BEGIN RECORDS
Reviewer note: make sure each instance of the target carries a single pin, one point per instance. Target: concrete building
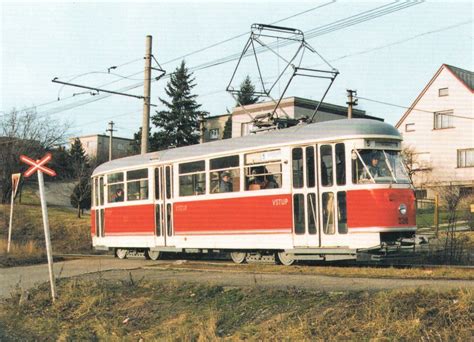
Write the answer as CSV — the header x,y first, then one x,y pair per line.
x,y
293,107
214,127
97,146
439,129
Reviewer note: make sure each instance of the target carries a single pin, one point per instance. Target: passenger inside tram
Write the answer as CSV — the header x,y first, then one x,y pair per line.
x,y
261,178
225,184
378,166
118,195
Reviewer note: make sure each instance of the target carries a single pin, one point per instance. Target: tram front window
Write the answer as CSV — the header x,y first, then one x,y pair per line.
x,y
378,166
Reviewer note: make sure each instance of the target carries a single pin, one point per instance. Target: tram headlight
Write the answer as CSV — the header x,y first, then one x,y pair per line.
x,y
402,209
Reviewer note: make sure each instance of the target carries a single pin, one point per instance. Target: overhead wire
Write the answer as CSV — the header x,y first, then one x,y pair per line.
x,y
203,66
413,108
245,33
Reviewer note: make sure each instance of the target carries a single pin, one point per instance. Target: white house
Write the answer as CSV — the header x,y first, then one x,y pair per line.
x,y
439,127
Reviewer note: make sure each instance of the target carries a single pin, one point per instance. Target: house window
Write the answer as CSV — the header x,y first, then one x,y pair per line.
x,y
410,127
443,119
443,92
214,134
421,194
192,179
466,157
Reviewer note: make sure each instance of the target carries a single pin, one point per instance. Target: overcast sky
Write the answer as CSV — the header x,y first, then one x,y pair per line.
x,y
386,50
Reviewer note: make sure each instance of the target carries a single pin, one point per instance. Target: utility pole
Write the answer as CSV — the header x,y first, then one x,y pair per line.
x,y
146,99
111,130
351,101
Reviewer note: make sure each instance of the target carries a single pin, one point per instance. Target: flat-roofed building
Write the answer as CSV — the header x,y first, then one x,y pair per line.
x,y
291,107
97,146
END RECORDS
● WHAT YOU SHOULD DO: Repeat each record exactly, with the pictures left out.

● FINISHED ANSWER:
Reviewer note: make sure each instance of the target carries a single pin, one point per instance. Target: concrete building
Write the answer as CSV — the header x,y first, then one x,y pair per line.
x,y
293,107
214,127
97,146
439,129
Reviewer note: make sure each instance of the target carries a single pin, one point per instance. Target: passenger inside tram
Write the answer as CSV — the header x,y first, then one x,y pair per line.
x,y
261,178
225,184
378,166
118,195
Reviewer note: make sure each instance of the target carries a single pin, one point per instance. Target: tram front window
Write the answer as CSV — the header x,y first, then one x,y pair per line.
x,y
378,166
Reviewer note: make sure each instance of the target carries a single pin, one point per instance. Target: tram headlight
Write the answer as CSV — the header x,y first, then one x,y pair per line.
x,y
402,209
Reviewer note: make sure each instance of the target carries a single pin, one point per instance. Target: overhead wire
Write the answer as CSV — the header x,y first, then one x,y pair per line.
x,y
203,66
413,108
245,33
Reviewer note: make sure each instance of the target carries a single pin, one point per instance. Target: white house
Write the answer as CSV — the header x,y first, then one x,y pair per line.
x,y
439,127
Reviewer note: make sure each instance of the target carries a single pin, one point per instance. Target: house window
Write the answer as CSV — the header x,y first, then one x,y pair per line.
x,y
410,127
443,119
443,92
214,134
421,194
192,179
466,157
Reviewer note: make sure each instance of the target carries a single pin, one point per instance. Target: overcast sky
Write the answer as CSV — the header x,y first, then one x,y pair per line.
x,y
386,50
Reviewer note: make sure each instance of the target carries a single pin, one point per instance. Target: utility pole
Write the answer as CSV — the header x,y first, then one x,y pair per line.
x,y
146,99
111,130
351,101
Reviewer note: make sure each instance of the target carries a single pin, one point per instance. Target: flat-roofed building
Write the answer as CSV — the header x,y first, then one x,y pair per line.
x,y
291,107
97,146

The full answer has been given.